EXTRACTED MATERIAL:
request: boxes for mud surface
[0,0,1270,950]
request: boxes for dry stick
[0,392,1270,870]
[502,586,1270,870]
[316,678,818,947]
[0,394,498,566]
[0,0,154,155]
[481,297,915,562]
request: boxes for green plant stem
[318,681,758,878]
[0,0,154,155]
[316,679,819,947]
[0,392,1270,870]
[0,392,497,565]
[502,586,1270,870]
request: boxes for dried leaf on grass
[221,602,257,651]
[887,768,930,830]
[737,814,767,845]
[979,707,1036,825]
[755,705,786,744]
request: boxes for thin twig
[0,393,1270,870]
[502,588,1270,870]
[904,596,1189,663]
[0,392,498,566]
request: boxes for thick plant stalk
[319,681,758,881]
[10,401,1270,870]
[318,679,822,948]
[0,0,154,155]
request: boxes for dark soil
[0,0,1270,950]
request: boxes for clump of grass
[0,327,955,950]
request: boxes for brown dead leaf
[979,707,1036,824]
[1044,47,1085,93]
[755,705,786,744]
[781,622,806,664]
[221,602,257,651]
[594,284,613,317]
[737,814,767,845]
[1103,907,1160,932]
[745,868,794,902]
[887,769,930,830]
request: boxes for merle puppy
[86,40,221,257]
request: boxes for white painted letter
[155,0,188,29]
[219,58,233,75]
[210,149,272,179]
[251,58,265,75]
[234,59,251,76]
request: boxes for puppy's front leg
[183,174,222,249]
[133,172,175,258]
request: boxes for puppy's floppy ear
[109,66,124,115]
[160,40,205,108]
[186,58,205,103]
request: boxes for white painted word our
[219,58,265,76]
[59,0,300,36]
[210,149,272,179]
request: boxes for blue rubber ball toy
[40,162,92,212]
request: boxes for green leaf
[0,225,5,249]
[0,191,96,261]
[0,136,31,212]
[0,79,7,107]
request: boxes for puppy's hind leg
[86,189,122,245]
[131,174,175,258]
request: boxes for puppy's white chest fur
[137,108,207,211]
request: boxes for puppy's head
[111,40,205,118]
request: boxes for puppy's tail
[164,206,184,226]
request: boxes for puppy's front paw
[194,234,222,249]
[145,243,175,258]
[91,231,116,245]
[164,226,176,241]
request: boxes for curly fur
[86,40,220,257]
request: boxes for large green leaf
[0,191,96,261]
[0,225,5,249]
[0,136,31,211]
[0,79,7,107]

EXERCISE: Copy the items from the line containing "request: boxes for puppy's hind leg" through the end of the items, keeping each line exactly as it appears.

CORRECT ANSWER:
request: boxes for puppy's hind leg
[86,189,122,245]
[131,174,175,258]
request: boxes for puppy's white chest fur
[137,108,207,211]
request: boxes for puppy's head
[111,40,205,118]
request: boxes for puppy's tail
[164,206,184,226]
request: boxes for puppy's front paw
[194,234,222,249]
[145,243,175,258]
[91,231,116,245]
[164,226,176,241]
request: boxes for curly fur
[86,40,220,257]
request: boxes for large green leaf
[0,191,96,261]
[0,225,5,249]
[0,136,31,211]
[0,79,7,107]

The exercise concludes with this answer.